What to produce
Copy out the listing below verbatim, starting with its first line and stopping after the line that contains "239;80;500;368", with that line included.

Stored data
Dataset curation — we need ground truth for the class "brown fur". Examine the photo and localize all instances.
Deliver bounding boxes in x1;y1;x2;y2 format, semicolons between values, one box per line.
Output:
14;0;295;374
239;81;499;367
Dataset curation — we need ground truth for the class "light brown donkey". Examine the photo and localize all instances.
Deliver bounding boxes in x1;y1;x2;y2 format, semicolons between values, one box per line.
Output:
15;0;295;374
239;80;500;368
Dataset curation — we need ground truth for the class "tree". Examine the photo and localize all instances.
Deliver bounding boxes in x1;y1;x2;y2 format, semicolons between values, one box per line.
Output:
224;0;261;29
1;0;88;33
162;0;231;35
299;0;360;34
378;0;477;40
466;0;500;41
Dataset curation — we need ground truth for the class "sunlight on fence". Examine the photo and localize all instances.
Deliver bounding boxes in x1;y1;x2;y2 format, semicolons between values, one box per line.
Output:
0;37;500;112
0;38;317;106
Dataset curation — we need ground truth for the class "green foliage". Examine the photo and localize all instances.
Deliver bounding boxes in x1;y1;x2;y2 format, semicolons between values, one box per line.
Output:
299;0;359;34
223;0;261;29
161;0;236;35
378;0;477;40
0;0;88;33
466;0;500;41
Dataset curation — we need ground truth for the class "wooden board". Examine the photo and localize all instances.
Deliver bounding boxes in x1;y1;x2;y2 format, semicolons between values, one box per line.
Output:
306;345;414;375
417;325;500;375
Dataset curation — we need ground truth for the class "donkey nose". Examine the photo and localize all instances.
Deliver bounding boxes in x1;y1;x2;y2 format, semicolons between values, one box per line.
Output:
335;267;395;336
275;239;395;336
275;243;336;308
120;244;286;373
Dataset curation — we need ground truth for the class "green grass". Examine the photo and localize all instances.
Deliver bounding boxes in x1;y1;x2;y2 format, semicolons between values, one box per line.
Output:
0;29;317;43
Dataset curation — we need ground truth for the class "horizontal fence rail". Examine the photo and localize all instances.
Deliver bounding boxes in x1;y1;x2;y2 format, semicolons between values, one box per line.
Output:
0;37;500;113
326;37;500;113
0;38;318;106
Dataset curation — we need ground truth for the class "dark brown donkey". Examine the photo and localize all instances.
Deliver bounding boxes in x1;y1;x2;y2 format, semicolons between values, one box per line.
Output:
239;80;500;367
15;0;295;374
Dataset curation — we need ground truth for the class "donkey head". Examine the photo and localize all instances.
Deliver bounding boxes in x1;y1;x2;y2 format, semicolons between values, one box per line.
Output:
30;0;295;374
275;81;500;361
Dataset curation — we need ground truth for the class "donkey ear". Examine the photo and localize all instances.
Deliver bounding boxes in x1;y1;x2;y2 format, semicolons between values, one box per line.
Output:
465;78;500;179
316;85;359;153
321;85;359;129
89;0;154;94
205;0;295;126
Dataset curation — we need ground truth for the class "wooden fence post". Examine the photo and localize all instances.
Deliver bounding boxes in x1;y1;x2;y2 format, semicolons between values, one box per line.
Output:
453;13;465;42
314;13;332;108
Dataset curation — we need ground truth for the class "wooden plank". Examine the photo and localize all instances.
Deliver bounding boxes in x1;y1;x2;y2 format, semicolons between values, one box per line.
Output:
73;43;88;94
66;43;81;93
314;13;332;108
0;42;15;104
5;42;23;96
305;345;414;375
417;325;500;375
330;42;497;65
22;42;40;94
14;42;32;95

Response to this task
Dataset curation — we need ground truth for the class "brown fur". Examine the photo and localize all instances.
Deliver bounding boxes in x1;y1;x2;y2 format, semicolons between values, one box per line.
Output:
14;0;295;374
239;81;499;367
Dataset curation — we need ground truth for the class "light brown donkey". Examine the photo and localize all instances.
Deliver bounding boxes in x1;y1;x2;y2 format, semicolons between values, one box per line.
Output:
15;0;295;374
239;80;500;368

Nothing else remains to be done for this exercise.